Data on where objects are located:

** begin **

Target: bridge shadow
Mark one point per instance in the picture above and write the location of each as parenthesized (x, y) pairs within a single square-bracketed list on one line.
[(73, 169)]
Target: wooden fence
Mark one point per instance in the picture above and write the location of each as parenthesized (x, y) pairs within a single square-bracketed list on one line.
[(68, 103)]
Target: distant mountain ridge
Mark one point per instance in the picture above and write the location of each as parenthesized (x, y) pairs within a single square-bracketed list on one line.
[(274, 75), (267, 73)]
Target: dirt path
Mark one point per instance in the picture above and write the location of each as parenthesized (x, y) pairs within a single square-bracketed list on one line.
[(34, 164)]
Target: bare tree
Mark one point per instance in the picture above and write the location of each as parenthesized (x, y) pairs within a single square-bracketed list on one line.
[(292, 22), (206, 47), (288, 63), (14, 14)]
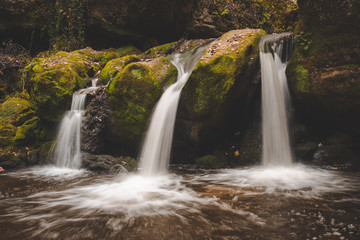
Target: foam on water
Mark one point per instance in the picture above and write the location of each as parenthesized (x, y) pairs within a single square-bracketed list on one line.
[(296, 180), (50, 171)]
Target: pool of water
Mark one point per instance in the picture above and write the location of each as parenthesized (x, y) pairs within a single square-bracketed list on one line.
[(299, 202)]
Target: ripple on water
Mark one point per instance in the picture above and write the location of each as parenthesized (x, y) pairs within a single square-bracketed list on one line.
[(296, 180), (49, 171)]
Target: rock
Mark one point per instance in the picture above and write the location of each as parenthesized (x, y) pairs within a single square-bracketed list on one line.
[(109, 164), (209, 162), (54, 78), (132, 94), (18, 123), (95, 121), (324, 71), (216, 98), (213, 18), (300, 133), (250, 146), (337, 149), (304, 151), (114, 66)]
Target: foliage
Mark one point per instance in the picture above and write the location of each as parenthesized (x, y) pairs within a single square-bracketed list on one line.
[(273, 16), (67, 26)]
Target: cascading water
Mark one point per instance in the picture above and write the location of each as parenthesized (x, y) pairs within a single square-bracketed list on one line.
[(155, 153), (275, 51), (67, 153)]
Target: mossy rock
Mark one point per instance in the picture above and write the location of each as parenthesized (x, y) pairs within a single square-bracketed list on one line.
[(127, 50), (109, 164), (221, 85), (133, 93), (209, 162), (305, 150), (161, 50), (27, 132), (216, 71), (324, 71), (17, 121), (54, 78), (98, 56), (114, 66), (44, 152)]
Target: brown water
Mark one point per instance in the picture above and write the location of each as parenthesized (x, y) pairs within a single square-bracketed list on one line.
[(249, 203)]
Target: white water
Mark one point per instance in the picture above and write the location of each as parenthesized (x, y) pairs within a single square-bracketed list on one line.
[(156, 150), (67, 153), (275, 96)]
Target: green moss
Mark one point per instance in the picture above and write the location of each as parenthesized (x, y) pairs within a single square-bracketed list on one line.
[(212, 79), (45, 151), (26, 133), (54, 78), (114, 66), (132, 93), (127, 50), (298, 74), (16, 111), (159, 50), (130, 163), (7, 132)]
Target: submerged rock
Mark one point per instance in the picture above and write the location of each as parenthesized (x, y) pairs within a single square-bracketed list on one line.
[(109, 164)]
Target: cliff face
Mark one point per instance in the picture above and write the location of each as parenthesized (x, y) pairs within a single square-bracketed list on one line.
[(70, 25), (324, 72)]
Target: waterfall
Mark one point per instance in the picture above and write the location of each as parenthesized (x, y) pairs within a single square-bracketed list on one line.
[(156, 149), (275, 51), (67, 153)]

** end **

Your objective: Rewrite all of the data above with every "Target" switched to "Object" and everything else left unchanged. Leave the pictures out.

Complete output:
Object: bridge shadow
Mark one point per instance in the picture above and write the location of each as parenthesized (x, y) pairs within a single square-bracketed list on one line.
[(73, 169)]
Object: wooden fence
Mark one point per instance in the picture above and write the location of each as parenthesized (x, y) pairs within a single square-bracketed list on one line.
[(68, 103)]
Object: distant mountain ridge
Mark one point per instance in the picture above and write the location of each as parenthesized (x, y) pairs within a single square-bracketed list on one line.
[(274, 75), (267, 73)]
Object: dirt path
Mark one point per instance in the picture above and write the location of each as parenthesized (x, y) pairs within a single square-bracketed list on one line.
[(34, 164)]
Object: bare tree
Mark one point per instance in the picture above and write the location of each as parenthesized (x, y) pairs within a single square-bracketed list on one line.
[(292, 22), (206, 47), (288, 63), (14, 14)]
Object: foam on water
Mark one point per instance in the picture above and write the location of each as parenthesized (x, y) pairs within a single square-bracketed list on one line.
[(296, 180), (50, 171)]
Object: pool of water
Mark one point per instance in the picture above and write the location of each as parenthesized (x, y) pairs within a single square-bracketed list on one line.
[(299, 202)]
Object: ripple on water
Mark one point per instance in the picture above and write the location of each as parenthesized (x, y) pairs within a single square-bracketed list on one line.
[(296, 180), (49, 171)]
Object: rock
Mark one point per instance in the picture above and write the location of each as parenthesized (x, y) pairs within a single square-bracketed list on one line.
[(109, 164), (209, 162), (54, 78), (132, 94), (18, 123), (95, 121), (324, 71), (216, 98), (213, 18), (300, 133), (250, 146), (337, 149), (304, 151), (114, 66)]
Object: foliage
Mark one point per instance in the picture above and write the location of each as parenthesized (x, y) pairs within a single square-bracketed list on one line.
[(273, 16), (67, 26)]
Object: cascading water
Mark one point per instance in the picture above and write the location of each as parenthesized (x, y) pairs within a single square-bracketed list on one line.
[(155, 153), (275, 51), (67, 153)]
Object: mossy rock
Mark one point per instance in the picture above and write the location of each as parenthesized (x, y) pairs within a single square-bracketed list on one line.
[(127, 50), (109, 164), (221, 85), (133, 93), (209, 162), (305, 150), (161, 50), (27, 132), (216, 71), (324, 71), (17, 121), (54, 78), (98, 56), (114, 66), (44, 152)]
Object: brown water
Mark one point per instance in the picture above and write the location of each as parenthesized (x, y) pairs within a single square-bracketed list on one line.
[(249, 203)]
Object: white water
Mark one point per instance in the picture above and write the location of each as parenthesized (x, y) pairs within a single square-bracketed list on one line.
[(156, 150), (67, 153), (275, 96)]
Object: green moss
Mark one point per instance in the picture above and write the location of each as parenthesized (x, y) pairs within a single square-bracketed list on one line.
[(212, 79), (45, 151), (26, 133), (54, 78), (114, 66), (132, 93), (127, 50), (298, 74), (16, 111), (159, 50), (130, 163), (7, 132)]
Object: submerged rock
Mark one point per instance in the picture above and write the location of each as parenthesized (x, y) pairs within a single square-bracketed list on one line.
[(109, 164)]
Object: cliff face
Mark one point per instance in the picture above and write the location of each as parenthesized (x, y) pairs within a single square-bracketed list on one line.
[(70, 25), (324, 72)]
Object: waterfall
Mark one point per instance in the picture above and write the location of each as parenthesized (x, y) pairs within a single square-bracketed list on one line.
[(156, 149), (275, 51), (67, 153)]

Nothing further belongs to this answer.